• **TASK INSTRUCTIONS**
Put every line of the material below into a numbered list, leaving out any blank lines.

• **PROVIDED INFORMATION**
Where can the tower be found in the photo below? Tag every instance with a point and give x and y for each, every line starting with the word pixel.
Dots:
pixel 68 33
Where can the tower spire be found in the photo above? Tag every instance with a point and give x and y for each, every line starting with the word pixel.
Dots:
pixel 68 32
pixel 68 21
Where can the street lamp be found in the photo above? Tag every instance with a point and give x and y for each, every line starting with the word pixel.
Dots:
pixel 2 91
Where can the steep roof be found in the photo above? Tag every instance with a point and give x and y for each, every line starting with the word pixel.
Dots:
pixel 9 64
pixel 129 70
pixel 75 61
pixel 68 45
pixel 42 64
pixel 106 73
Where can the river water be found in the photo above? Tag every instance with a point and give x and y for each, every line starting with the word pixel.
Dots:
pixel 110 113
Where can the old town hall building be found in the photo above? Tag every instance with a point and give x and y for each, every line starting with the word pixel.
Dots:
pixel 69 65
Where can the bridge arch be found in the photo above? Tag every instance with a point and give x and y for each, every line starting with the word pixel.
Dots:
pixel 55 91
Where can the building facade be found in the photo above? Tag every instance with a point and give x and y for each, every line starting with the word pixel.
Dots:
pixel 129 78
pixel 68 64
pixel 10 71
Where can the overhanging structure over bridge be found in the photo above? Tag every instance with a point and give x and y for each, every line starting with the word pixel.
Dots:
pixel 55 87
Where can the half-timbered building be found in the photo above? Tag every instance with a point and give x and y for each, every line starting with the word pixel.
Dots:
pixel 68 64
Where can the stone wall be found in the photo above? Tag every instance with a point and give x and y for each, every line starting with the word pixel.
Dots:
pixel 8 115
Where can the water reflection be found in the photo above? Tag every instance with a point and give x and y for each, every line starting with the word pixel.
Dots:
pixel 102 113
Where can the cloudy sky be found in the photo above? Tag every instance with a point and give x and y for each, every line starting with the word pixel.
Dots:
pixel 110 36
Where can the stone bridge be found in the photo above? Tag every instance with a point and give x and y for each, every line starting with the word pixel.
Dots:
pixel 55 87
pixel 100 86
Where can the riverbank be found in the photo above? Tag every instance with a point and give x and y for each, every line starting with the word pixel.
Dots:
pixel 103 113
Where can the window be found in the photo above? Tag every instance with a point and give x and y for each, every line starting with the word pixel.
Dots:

• **SOLUTION TO THIS PROBLEM**
1. Where can the tower be found in the photo below? Tag every instance with a point and give x and y for each, every line starting with the word pixel.
2. Dots:
3. pixel 68 33
4. Where can the tower spire be found in the photo above? Tag every instance with a point and give x and y for each, every line starting with the word pixel.
5. Dots:
6. pixel 68 32
7. pixel 68 21
8. Where can the street lamp be found in the photo above? Tag every instance with a point and give x and y for each, every line starting with the word pixel.
9. Dots:
10. pixel 2 91
11. Where can the steep roof be found in the photo above? Tag every instance with a point and give x and y for each, every line starting with the word pixel.
12. Dots:
13. pixel 9 64
14. pixel 129 70
15. pixel 75 61
16. pixel 68 45
17. pixel 42 64
18. pixel 106 73
19. Where can the river water be found in the photo above? Tag every instance with a point and give x and y for each, every line starting with the word pixel.
20. Dots:
21. pixel 110 113
22. Where can the old town hall building be found in the photo above? Tag every instance with a point and give x and y for each, every line starting with the word pixel.
23. Dots:
24. pixel 69 65
25. Where can the bridge arch be found in the photo above? Tag every instance with a point and give x and y for each, every line starting with the word pixel.
26. Dots:
27. pixel 55 91
28. Where can the building facade be found in the photo above? Tag every instance with a point and give x and y for each, every line starting with the word pixel.
29. Dots:
30. pixel 129 78
31. pixel 68 64
32. pixel 10 71
33. Where can the overhanging structure over bridge be found in the photo above? Tag every instance with a point and give x and y for each, every line starting with the word pixel.
34. Dots:
35. pixel 55 87
36. Where can the half-timbered building be found in the photo above? Tag every instance with a point and give x and y for each, every line starting with the word pixel.
37. Dots:
38. pixel 68 64
39. Where can the stone wall be found in the photo above? Tag every instance with a point and give x and y for each, every line starting with the word pixel.
40. Dots:
41. pixel 8 115
42. Where can the water reflection be found in the photo above? Tag every instance with a point and give x and y for each, every line starting with the word pixel.
43. Dots:
44. pixel 102 113
45. Where can the cloudy sky be found in the photo above? Tag every instance with a point and give x and y for each, every line starting with the word pixel.
46. Dots:
47. pixel 110 36
48. Where can the stone bridge be found in the photo above? Tag every instance with a point and give x and y for each, every line starting with the word pixel.
49. Dots:
50. pixel 55 87
51. pixel 100 86
52. Where can the riverbank be found in the photo above? Tag every instance with a point and give x and y for each, every line starting with the word pixel.
53. Dots:
54. pixel 103 113
55. Where can the window be found in the photo above? Tag every instance with a point and give x and y for each, every line starting with the word pixel.
56. Dots:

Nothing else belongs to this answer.